(Location identification entries)
* * * * *

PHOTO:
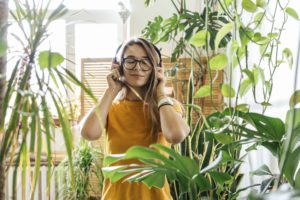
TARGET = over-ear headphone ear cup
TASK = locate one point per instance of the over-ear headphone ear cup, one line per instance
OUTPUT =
(121, 70)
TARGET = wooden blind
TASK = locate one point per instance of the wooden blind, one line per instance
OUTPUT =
(93, 74)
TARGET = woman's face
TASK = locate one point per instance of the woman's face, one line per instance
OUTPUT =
(137, 66)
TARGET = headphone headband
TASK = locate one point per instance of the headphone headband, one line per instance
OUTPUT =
(147, 42)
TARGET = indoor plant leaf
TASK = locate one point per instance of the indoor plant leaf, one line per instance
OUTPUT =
(218, 62)
(49, 59)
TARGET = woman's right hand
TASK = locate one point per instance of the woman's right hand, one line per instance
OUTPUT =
(113, 78)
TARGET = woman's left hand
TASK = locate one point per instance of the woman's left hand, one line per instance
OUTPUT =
(160, 89)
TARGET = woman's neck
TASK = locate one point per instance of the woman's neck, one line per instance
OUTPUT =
(131, 96)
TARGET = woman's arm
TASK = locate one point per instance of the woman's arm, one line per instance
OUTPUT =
(173, 125)
(94, 122)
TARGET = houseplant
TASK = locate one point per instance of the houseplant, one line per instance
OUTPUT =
(27, 120)
(87, 162)
(211, 168)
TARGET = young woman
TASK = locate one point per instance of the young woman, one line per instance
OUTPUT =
(142, 114)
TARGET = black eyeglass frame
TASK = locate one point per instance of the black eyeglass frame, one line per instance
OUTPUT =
(136, 62)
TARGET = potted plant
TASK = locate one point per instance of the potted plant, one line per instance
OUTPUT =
(26, 118)
(209, 166)
(87, 162)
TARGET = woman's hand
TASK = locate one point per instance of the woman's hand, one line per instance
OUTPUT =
(113, 78)
(160, 89)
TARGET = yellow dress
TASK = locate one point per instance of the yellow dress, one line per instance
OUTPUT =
(128, 126)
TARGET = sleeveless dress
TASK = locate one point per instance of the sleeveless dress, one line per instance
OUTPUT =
(128, 126)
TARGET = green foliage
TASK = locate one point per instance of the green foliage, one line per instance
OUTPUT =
(87, 162)
(30, 94)
(215, 141)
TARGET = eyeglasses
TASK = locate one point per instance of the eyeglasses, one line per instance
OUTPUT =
(130, 63)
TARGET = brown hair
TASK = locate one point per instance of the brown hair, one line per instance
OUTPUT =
(150, 95)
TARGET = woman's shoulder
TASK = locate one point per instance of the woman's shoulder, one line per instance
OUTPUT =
(178, 106)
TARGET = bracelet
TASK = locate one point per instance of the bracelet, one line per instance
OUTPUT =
(164, 101)
(166, 104)
(161, 97)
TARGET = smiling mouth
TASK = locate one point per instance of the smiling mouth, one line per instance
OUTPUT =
(136, 75)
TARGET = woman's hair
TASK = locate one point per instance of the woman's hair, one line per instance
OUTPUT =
(150, 87)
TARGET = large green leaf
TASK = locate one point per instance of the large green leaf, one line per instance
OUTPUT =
(219, 177)
(218, 62)
(48, 59)
(202, 183)
(222, 33)
(227, 91)
(249, 6)
(186, 165)
(290, 155)
(263, 170)
(261, 3)
(200, 38)
(290, 11)
(245, 87)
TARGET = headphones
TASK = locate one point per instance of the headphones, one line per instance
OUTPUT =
(136, 41)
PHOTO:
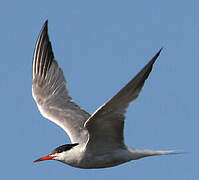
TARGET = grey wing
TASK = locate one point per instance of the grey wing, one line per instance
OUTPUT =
(106, 125)
(50, 93)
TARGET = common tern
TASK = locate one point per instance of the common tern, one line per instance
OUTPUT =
(97, 139)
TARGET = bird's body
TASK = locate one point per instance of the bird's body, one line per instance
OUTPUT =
(97, 139)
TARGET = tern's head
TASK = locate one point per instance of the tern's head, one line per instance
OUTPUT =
(59, 153)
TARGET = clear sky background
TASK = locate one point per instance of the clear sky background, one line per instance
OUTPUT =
(101, 45)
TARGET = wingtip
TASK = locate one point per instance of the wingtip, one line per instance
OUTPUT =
(158, 53)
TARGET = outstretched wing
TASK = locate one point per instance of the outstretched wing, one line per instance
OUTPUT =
(106, 125)
(50, 93)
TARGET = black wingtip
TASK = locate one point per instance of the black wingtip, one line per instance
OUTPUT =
(45, 26)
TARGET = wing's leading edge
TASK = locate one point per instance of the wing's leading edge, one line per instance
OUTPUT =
(50, 93)
(106, 125)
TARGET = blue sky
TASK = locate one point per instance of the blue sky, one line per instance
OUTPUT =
(101, 45)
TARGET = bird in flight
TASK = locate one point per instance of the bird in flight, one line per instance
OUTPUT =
(97, 139)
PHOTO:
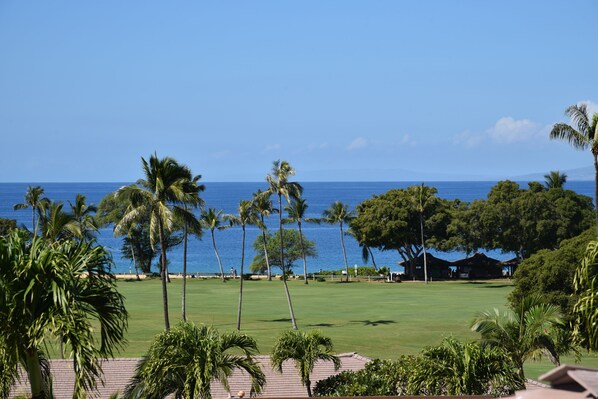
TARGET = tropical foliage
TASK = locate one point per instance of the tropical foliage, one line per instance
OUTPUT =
(184, 360)
(162, 195)
(279, 185)
(52, 290)
(581, 136)
(451, 368)
(304, 349)
(529, 331)
(295, 247)
(585, 311)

* * * * *

Format every line of the rows above as a JSON list of strings, one string per line, skipping blank lines. Leave the pictures out.

[
  "PHOTO:",
  "TARGET = over-ear headphone ear cup",
  "TASK = locate one point per instance of the over-ear headphone ear cup, one line per instance",
  "OUTPUT =",
  "(121, 70)",
  "TARGET = wooden blind",
  "TASK = locate one point per instance of the wooden blind, one line per instance",
  "OUTPUT =",
  "(93, 74)",
  "TARGET = woman's face",
  "TASK = locate one point per instance of the woman's face, one line per instance",
  "OUTPUT =",
  "(137, 66)",
  "TARGET = headphone headband",
  "TASK = locate one point per instance of the headphone headband, one line per instance",
  "OUTPUT =",
  "(147, 42)",
  "TARGET = indoor plant leaf",
  "TASK = locate one point per instance of the indoor plant leaf, one line per instance",
  "OUTPUT =",
  "(218, 62)",
  "(49, 59)",
  "TARGET = woman's right hand",
  "TASK = locate one point per instance of the woman's right hand, one line per instance",
  "OUTPUT =",
  "(113, 78)",
  "TARGET = woman's left hand",
  "TASK = locate one point per instance of the woman's left hand, one line per instance",
  "OUTPUT =",
  "(160, 89)",
  "TARGET = woman's neck",
  "TASK = locate one point per instance of the woman's neck, one line per instance",
  "OUTPUT =",
  "(131, 96)",
  "TARGET = woman's arm",
  "TASK = locate one point per instance of the woman's arm, one line per instance",
  "OUTPUT =",
  "(173, 125)",
  "(94, 122)",
  "TARGET = houseplant",
  "TASK = locate one point per instance of the houseplant, one line per instance",
  "OUTPUT =",
  "(27, 120)",
  "(87, 162)",
  "(211, 168)",
  "TARGET = young woman",
  "TASK = locate one point per instance of the young woman, one line per instance",
  "OUTPUT =",
  "(142, 114)",
  "TARGET = black eyeglass frame",
  "TASK = locate one point per instance of the black eyeglass frame, one line per instance",
  "OUTPUT =",
  "(136, 62)",
  "TARGET = potted plant",
  "TASK = locate one point per instance of the potted plant, one line per instance",
  "OUTPUT =",
  "(26, 118)",
  "(209, 166)",
  "(87, 162)",
  "TARGET = woman's hand",
  "TASK = locate one point per instance of the woman's hand, one line per instance",
  "OUTPUT =",
  "(113, 78)",
  "(160, 89)",
  "TARGET = yellow dress",
  "TASK = locate one point per instance of the yellow dress, one line per instance",
  "OUTPUT =",
  "(128, 126)",
  "TARGET = sleeveless dress",
  "TASK = locate one point per instance of the sleeveless dress, one line per instance",
  "OUTPUT =",
  "(128, 126)",
  "TARGET = green foliage",
  "TASK = locate one point per instance of the green foliage, one line per instance",
  "OUTPUT =",
  "(87, 162)",
  "(30, 94)",
  "(215, 141)",
  "TARGET = eyeglasses",
  "TASK = locate one point per instance of the eyeglasses, one line per instance",
  "OUTPUT =",
  "(130, 63)",
  "TARGET = brown hair",
  "TASK = locate one point per instance of the brown hair, one line per instance",
  "OUTPUT =",
  "(150, 95)",
  "TARGET = woman's shoulder",
  "TASK = locate one point per instance of the woman's shoulder, one line per instance",
  "OUTPUT =",
  "(178, 106)",
  "TARGET = bracelet",
  "TASK = locate one point per instance of the bracelet, one line per instance",
  "OUTPUT =",
  "(164, 101)",
  "(166, 104)",
  "(161, 97)",
  "TARGET = smiling mouth",
  "TASK = locate one point per instance of the smiling mouth, one line per instance",
  "OUTPUT =",
  "(136, 75)",
  "TARGET = woman's hair",
  "TASK = locate one point per instance of the woman's hair, one line per instance",
  "OUTPUT =",
  "(150, 87)",
  "TARGET = large green leaf",
  "TASK = locate one point per instance of the large green leaf, one line per instance",
  "OUTPUT =",
  "(219, 177)",
  "(218, 62)",
  "(48, 59)",
  "(202, 183)",
  "(222, 33)",
  "(227, 91)",
  "(249, 6)",
  "(186, 165)",
  "(290, 155)",
  "(263, 170)",
  "(261, 3)",
  "(200, 38)",
  "(290, 11)",
  "(245, 87)",
  "TARGET = headphones",
  "TASK = locate one point per instance of the headphones, one line per instance",
  "OUTPUT =",
  "(136, 41)",
  "PHOTO:",
  "TARGET = grey wing",
  "TASK = locate one point per instance of the grey wing, one line per instance",
  "OUTPUT =",
  "(106, 125)",
  "(50, 93)",
  "TARGET = common tern",
  "TASK = locate one point per instance of the common tern, one line per instance",
  "OUTPUT =",
  "(97, 139)",
  "TARGET = bird's body",
  "TASK = locate one point per instance of the bird's body, one line per instance",
  "OUTPUT =",
  "(97, 139)",
  "TARGET = tern's head",
  "TASK = locate one point per instance of the tern's head, one line per instance",
  "OUTPUT =",
  "(59, 153)",
  "TARGET = clear sky background",
  "TASK = locate one point per instance of the clear sky background, one line per instance",
  "OUTPUT =",
  "(101, 45)",
  "TARGET = wingtip",
  "TASK = locate one point per instance of the wingtip, one line per instance",
  "OUTPUT =",
  "(158, 53)",
  "TARGET = outstretched wing",
  "TASK = locate one point per instance of the outstretched wing, one line per instance",
  "OUTPUT =",
  "(106, 125)",
  "(50, 93)",
  "TARGET = black wingtip",
  "TASK = locate one point per instance of the black wingtip, one line per instance",
  "OUTPUT =",
  "(45, 26)",
  "TARGET = wing's leading edge",
  "TASK = locate one point per instance of the wing's leading edge, one line per instance",
  "OUTPUT =",
  "(50, 93)",
  "(106, 125)",
  "TARGET = blue sky",
  "TASK = locate one point per instance of the blue sky, one line per instance",
  "OUTPUT =",
  "(101, 45)",
  "TARGET = bird in flight",
  "TASK = locate one point per instance of the bird in flight, one line per instance",
  "OUTPUT =",
  "(97, 139)",
  "PHOTO:",
  "TARGET = tropical foliage",
  "TASK = locate one point per instance of the tropical foliage, one line per instance",
  "OUTPUT =",
  "(184, 360)",
  "(162, 195)",
  "(279, 185)",
  "(52, 290)",
  "(581, 136)",
  "(451, 368)",
  "(304, 349)",
  "(529, 331)",
  "(295, 247)",
  "(585, 311)"
]